» **COMPLETE THE FOLLOWING**
**A)** Quote the passage on hate speech and inclusiveness word for word, from the part that begins with the words containing "Some passionate and" through the part that ends with "of acceptable conversation?".
**B)** Print from the listing, unchanged, the lines beginning with the line containing "Provide the segmentation of every instance of the clear" and ending with the line containing "77 L 128 76", both of these lines included.

» **EXTRACT**
Some passionate and eloquent liberals have bemoaned the state of inclusiveness among Jews today. Leon Wieseltier, editor of the New Republic, penned an angry piece “J Street’s Rejection Is a Scandal” about the exclusion in 2014 of J Street from the Conference of Presidents of Major American Jewish Organizations. Angry voices are again being heard about J Street due to their position in favor of the Iranian nuclear deal promoted by the Obama administration. Is Wieseltier correct in that we only seek to hear our own voices and that “the orthodoxies and the bubbles and the closed loops and the echo chambers are everywhere?” Is there a “red line” that J Street and others have crossed and therefore deserve to be excluded from the broad tent of acceptable conversation?
Individual Hate Speech
Many countries have laws that ban hate speech. Sometimes the exact language is clearly spelled out about what cannot be said publicly and sometimes it is more general in nature.
For example, several European countries, including Germany, have laws that prohibit Holocaust denial. Those countries took such steps not simply because such expressions offend Jews, but because of the continent’s failure to step in and protect Jews which led to their slaughter. Silence became complicity which must never be allowed to happen again.
For its part, the United Nations Human Rights Council adopted Resolution 16/18 whose goal is “Combating Intolerance, Negative Stereotyping and Stigmatization of, and Discrimination, Incitement to Violence and Violence Against, Persons Based on Religion or Belief.” The resolution was drafted principally at the behest of Islamic countries who were worried about the spread of “Islamophobia.”
The various laws against hate speech all seek to curtail an incitement to violence and harm. The banned speech relates to a specific group of people (ie. Muslims) and not a concept (for example, a religion like Islam). While a person can legally say disparaging remarks about a concept (“Communism is evil”), one risks breaking the law by attacking a group of people (“All Communists should be beaten up”).

» **Segmentation dataset records**
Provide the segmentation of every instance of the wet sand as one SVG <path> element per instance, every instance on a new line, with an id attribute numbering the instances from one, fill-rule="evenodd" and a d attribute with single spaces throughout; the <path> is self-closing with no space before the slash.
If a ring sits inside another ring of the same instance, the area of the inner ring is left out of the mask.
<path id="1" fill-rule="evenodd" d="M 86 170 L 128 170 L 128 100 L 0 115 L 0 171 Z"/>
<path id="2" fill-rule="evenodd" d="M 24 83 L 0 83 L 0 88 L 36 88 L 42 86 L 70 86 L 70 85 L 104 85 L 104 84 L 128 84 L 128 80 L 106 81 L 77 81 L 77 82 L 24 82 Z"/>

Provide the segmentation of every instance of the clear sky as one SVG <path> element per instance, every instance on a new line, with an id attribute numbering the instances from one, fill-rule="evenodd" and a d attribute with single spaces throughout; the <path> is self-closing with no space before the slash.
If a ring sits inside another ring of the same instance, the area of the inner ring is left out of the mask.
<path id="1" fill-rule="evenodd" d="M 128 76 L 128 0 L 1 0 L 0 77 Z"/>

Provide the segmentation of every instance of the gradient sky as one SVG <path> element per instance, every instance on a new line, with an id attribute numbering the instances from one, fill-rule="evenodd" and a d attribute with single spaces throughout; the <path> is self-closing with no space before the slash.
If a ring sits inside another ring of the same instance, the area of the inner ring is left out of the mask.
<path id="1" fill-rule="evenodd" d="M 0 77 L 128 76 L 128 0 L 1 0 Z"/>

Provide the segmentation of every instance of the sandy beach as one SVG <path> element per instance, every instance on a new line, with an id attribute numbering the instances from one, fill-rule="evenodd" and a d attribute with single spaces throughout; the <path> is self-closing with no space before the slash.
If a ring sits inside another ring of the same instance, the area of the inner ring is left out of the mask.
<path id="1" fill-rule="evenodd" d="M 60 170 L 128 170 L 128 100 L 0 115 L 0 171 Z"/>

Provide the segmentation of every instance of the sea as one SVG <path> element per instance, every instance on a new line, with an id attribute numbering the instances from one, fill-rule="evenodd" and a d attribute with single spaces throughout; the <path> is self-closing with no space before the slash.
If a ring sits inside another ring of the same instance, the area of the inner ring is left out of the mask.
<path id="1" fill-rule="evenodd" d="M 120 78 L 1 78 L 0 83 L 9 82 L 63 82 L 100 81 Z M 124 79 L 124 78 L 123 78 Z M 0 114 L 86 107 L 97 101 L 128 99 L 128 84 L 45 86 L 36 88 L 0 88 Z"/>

» **WRITTEN ANSWERS**
**A)**
Some passionate and eloquent liberals have bemoaned the state of inclusiveness among Jews today. Leon Wieseltier, editor of the New Republic, penned an angry piece “J Street’s Rejection Is a Scandal” about the exclusion in 2014 of J Street from the Conference of Presidents of Major American Jewish Organizations. Angry voices are again being heard about J Street due to their position in favor of the Iranian nuclear deal promoted by the Obama administration. Is Wieseltier correct in that we only seek to hear our own voices and that “the orthodoxies and the bubbles and the closed loops and the echo chambers are everywhere?” Is there a “red line” that J Street and others have crossed and therefore deserve to be excluded from the broad tent of acceptable conversation?

**B)**
Provide the segmentation of every instance of the clear sky as one SVG <path> element per instance, every instance on a new line, with an id attribute numbering the instances from one, fill-rule="evenodd" and a d attribute with single spaces throughout; the <path> is self-closing with no space before the slash.
If a ring sits inside another ring of the same instance, the area of the inner ring is left out of the mask.
<path id="1" fill-rule="evenodd" d="M 128 76 L 128 0 L 1 0 L 0 77 Z"/>

Provide the segmentation of every instance of the gradient sky as one SVG <path> element per instance, every instance on a new line, with an id attribute numbering the instances from one, fill-rule="evenodd" and a d attribute with single spaces throughout; the <path> is self-closing with no space before the slash.
If a ring sits inside another ring of the same instance, the area of the inner ring is left out of the mask.
<path id="1" fill-rule="evenodd" d="M 0 77 L 128 76 L 128 0 L 1 0 Z"/>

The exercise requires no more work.